What the exercise asks » Nothing is to be altered; the data must be repeated exactly.

Data to process »
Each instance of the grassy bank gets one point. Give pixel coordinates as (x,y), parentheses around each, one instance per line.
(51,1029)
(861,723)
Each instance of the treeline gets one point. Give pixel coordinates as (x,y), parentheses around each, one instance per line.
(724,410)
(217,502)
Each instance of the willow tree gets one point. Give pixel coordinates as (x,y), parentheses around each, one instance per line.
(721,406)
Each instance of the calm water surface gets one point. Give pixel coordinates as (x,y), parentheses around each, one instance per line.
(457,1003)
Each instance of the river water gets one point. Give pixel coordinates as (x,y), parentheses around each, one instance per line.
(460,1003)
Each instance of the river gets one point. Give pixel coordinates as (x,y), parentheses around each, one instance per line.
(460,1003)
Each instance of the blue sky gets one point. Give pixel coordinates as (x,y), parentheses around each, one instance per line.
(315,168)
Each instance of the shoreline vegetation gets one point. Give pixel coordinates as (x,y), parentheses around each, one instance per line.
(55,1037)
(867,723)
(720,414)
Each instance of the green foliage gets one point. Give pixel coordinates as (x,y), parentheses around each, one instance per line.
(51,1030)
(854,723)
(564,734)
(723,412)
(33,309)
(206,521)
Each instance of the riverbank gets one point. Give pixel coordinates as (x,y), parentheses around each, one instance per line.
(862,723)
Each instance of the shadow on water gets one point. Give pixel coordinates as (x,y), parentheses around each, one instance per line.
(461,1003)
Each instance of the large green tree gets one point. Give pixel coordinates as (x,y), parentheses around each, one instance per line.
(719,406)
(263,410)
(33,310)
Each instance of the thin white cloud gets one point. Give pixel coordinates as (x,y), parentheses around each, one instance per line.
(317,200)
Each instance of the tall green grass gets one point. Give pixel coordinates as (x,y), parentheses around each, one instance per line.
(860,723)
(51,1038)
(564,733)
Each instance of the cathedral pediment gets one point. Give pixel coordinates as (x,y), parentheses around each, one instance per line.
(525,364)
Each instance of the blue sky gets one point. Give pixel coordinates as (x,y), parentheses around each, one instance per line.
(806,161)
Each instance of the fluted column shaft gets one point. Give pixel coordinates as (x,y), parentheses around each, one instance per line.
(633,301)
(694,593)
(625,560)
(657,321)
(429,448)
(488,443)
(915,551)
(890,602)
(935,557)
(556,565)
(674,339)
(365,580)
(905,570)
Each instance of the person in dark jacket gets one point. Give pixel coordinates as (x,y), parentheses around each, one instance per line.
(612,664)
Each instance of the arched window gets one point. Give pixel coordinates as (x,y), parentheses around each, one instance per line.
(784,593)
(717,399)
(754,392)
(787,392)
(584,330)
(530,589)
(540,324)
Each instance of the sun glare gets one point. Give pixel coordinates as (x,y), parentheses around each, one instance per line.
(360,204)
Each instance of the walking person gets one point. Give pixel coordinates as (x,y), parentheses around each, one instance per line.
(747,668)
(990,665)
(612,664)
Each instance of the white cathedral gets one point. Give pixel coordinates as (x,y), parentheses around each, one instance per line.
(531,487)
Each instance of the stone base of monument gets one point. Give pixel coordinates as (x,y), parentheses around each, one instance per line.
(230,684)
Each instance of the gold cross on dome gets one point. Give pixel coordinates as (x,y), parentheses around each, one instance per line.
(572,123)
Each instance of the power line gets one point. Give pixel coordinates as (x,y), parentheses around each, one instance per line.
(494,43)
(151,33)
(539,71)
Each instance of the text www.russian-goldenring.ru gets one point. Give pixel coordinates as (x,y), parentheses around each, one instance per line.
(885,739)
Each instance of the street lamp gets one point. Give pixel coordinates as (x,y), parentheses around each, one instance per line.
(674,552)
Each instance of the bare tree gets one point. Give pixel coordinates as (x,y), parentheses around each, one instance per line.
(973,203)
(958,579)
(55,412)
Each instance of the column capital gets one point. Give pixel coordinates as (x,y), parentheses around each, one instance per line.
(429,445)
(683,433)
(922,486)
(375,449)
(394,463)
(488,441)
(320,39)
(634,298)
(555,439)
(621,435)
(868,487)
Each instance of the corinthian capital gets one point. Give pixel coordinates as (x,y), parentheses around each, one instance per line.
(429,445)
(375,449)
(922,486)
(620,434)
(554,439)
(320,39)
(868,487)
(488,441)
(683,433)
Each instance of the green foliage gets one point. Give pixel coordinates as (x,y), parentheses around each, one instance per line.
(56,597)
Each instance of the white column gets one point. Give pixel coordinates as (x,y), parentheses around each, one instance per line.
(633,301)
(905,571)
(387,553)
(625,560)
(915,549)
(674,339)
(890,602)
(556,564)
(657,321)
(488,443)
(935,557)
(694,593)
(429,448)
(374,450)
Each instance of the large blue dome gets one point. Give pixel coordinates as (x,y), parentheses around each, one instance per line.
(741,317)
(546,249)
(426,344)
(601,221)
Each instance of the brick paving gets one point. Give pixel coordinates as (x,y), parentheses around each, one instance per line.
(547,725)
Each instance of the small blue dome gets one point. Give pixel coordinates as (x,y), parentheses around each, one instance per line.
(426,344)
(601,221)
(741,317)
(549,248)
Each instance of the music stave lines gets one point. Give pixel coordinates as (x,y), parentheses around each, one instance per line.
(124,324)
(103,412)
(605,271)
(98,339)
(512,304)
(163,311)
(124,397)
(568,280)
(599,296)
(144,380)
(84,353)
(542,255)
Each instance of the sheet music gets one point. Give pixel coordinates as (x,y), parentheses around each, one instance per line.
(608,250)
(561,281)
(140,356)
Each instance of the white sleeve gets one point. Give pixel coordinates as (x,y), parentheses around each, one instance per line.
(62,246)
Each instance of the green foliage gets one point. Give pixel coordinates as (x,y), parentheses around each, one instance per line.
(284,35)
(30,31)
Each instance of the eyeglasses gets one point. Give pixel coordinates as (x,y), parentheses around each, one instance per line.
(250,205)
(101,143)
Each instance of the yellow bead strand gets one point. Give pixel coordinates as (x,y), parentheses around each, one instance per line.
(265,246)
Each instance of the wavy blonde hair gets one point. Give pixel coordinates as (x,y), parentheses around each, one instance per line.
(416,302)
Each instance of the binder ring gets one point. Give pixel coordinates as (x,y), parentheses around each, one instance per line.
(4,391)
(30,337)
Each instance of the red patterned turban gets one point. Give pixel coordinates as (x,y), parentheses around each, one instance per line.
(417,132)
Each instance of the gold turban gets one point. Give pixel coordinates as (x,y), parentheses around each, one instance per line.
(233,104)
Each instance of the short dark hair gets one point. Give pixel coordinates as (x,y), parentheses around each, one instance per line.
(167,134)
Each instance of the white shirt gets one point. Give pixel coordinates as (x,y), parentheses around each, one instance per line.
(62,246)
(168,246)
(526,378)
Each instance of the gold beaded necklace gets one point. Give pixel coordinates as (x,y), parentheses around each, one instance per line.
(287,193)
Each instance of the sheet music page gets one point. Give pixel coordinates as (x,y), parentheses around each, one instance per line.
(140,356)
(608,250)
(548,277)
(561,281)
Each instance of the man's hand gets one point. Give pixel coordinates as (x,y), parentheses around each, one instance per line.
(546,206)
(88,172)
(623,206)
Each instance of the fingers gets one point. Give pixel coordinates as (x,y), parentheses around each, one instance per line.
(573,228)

Reply »
Each instance of the grassy bank gets one point. Give pixel coordinates as (x,y), parentheses around each, one instance per line.
(51,1029)
(861,723)
Each instance of the treeline gets one point. Give pixel coordinates as (x,y), parentheses around each, one instance per line.
(724,410)
(217,502)
Each instance of the willow tree gets one point. Give pixel coordinates as (x,y), parentheses around each, one instance per line.
(721,406)
Each instance of the calm water surface gets one point. Give pixel coordinates as (x,y), parentheses around each, one instance per line.
(457,1003)
Each instance of the river water gets one point. Give pixel coordinates as (x,y), parentheses around each, one instance per line.
(460,1003)
Each instance of the river gets one point. Give pixel coordinates as (x,y), parentheses around each, one instance per line.
(460,1003)
Each instance of the blue sky gets one point. Give pixel coordinates as (x,y), parentheses around each, one instance per line.
(315,168)
Each instance of the shoreline vegetation gets one point. Give pixel coordinates as (x,y), parentheses around each, one instance per line.
(55,1037)
(867,723)
(720,414)
Each instance of the green foliage gets one point. Give pixel coordinates as (x,y), parentheses around each, one instance per line.
(51,1030)
(854,723)
(564,734)
(723,412)
(33,309)
(206,521)
Each instance of the riverbank gets one point. Give pixel coordinates as (x,y), parentheses around each, one instance per line.
(862,723)
Each instance of the shadow on water gets one point. Give pixel coordinates as (x,y), parentheses around each, one instance per line.
(461,1003)
Each instance of the large green tree gets one point. Give pixel coordinates as (x,y), parentheses around each, one instance per line.
(719,406)
(263,410)
(33,310)
Each instance of the thin white cloud gets one point. Give pixel coordinates as (x,y), parentheses around each, one instance per line.
(317,200)
Each instance of the tall green grass gets one point. Give pixel coordinates as (x,y), parentheses around each, one instance per line.
(860,723)
(51,1038)
(564,733)
Each instance of the cathedral pediment gets one point. Give pixel coordinates as (x,y), parentheses around each, one instance per line.
(525,364)
Each instance of the blue sky gets one point. Give pixel coordinates as (x,y), parentheses around each, one instance per line.
(806,161)
Each instance of the fluted column shaft gets one point. Give pixel coordinates as (x,y), parentheses around each, one instance per line.
(633,301)
(694,593)
(625,560)
(657,321)
(429,448)
(488,443)
(915,551)
(890,602)
(935,557)
(556,565)
(674,339)
(365,580)
(905,570)
Each instance of the person in dark jacket gets one point. Give pixel coordinates as (x,y), parentheses around each, one instance per line.
(612,664)
Each instance of the arched window gets one point. Give pixel coordinates as (x,y), parentheses around each, one instance per line.
(784,593)
(717,399)
(754,392)
(787,392)
(584,330)
(530,589)
(540,324)
Each instance of the sun glare gets one point. Give pixel coordinates as (x,y), parentheses around each, one instance per line.
(360,204)
Each instance of the walking person gets one point. Give pixel coordinates as (x,y), parentheses around each, one instance per line.
(747,668)
(990,665)
(612,664)
Each instance of the white cathedral gets one point. Give pixel coordinates as (x,y), parentheses around each, one instance per line.
(531,487)
Each instance of the stone base of monument gets one point. Give pixel coordinates as (x,y), parentheses around each, one instance per line.
(230,684)
Each instance of the gold cross on dome gets one point. Give pixel coordinates as (x,y), parentheses around each, one instance per line.
(572,123)
Each instance of the power line gets one point. Give pixel coordinates as (x,y), parentheses around each, one instance per line.
(494,43)
(151,33)
(539,71)
Each instance of the text www.russian-goldenring.ru gets one point. Give pixel coordinates as (x,y), parentheses around each, one instance per line.
(885,739)
Each instance of the street lamp gets one point. Give pixel coordinates as (x,y), parentheses around each, one instance per line.
(674,552)
Each instance of the bare tree gets one point. Give pixel coordinates as (x,y), parentheses around each, one instance per line.
(973,203)
(958,579)
(55,412)
Each instance of the column capital gets one point. Give pixel coordinates as (x,y), parentheses around each, one instance per line.
(429,445)
(683,433)
(922,486)
(375,449)
(394,463)
(488,441)
(320,39)
(634,298)
(555,439)
(621,435)
(868,487)
Each instance of the corinthian capital gets one point. Give pixel coordinates as (x,y), parentheses around each, one instance per line.
(429,445)
(375,449)
(922,486)
(620,434)
(554,439)
(320,39)
(868,487)
(488,441)
(683,433)
Each instance of the green foliage gets one point. Give pixel coordinates as (x,y), parentheses around each, one instance per line.
(56,597)
Each instance of the white column gets one point. Give pixel coordinates as (x,y), parentheses around each, one instance per line.
(633,301)
(905,571)
(387,553)
(625,560)
(915,549)
(674,339)
(890,602)
(556,564)
(657,321)
(488,443)
(935,557)
(694,593)
(429,448)
(374,450)
Each instance of the large blue dome gets one point. Give pixel coordinates as (x,y), parentheses around each, one instance per line.
(741,317)
(546,249)
(426,344)
(601,221)
Each instance of the brick paving gets one point. Give pixel coordinates as (x,y), parentheses around each, one instance per line.
(547,725)
Each instance of the small blue dome gets one point. Give pixel coordinates as (x,y), parentheses around each, one instance per line.
(426,344)
(601,221)
(741,317)
(549,248)
Each instance of the music stave lines gets one point. Give pixel coordinates as (x,y), parentheses around each, one instance per line.
(124,324)
(103,412)
(605,271)
(98,339)
(512,304)
(163,311)
(124,397)
(568,280)
(599,296)
(144,380)
(84,353)
(542,255)
Each instance of the sheet music gets one point. Give pixel coordinates as (x,y), parentheses around each, one instance per line.
(608,250)
(561,281)
(140,356)
Each instance of the white sleeve gets one point. Give pixel coordinates as (x,y), parentheses around each, one instance per line.
(62,246)
Each instance of the green foliage gets one point. Give pixel coordinates as (x,y), parentheses around each, one instance per line.
(284,35)
(30,31)
Each instance of the eyeglasses gets one point. Give pixel coordinates as (x,y), parentheses around each, one instance per line.
(250,205)
(101,143)
Each instance of the yellow bead strand gets one point. Give pixel coordinates as (x,y), parentheses around each, one instance per line.
(265,246)
Each instance of the wavy blonde hair gets one point. Give pixel coordinates as (x,y), parentheses around each, one instance per line.
(416,302)
Each instance of the binder ring gets one point. Give pixel coordinates as (x,y), parentheses around each, one instance per line.
(4,391)
(30,337)
Each instance of the red patterned turban gets one point. Give pixel coordinates as (x,y), parentheses around each, one instance per line.
(417,132)
Each instance of the gold turban gets one point. Give pixel coordinates as (x,y), parentheses around each, one instance per line.
(233,104)
Each instance of the short dark hair gets one point. Give pixel coordinates as (x,y), parentheses around each, one instance per line.
(167,134)
Each instance of the white shirt gets one point. Give pixel coordinates as (x,y), parentheses around each, one instance per line.
(62,246)
(168,246)
(526,378)
Each instance of the gold beaded necklace gets one point. Give pixel coordinates as (x,y), parentheses around each, one instance per line.
(287,193)
Each instance of the sheet music page gets one point. Give pixel coordinates as (x,y), parentheses around each, one instance per line.
(140,356)
(608,250)
(548,277)
(561,281)
Each instance of the man's hand gets one point. Give pixel coordinates as (x,y), parentheses around each, one instance per line.
(546,206)
(88,172)
(623,206)
Each instance of the fingers gets one point. Give pixel coordinates as (x,y), parentheses around each, one instance per line.
(573,228)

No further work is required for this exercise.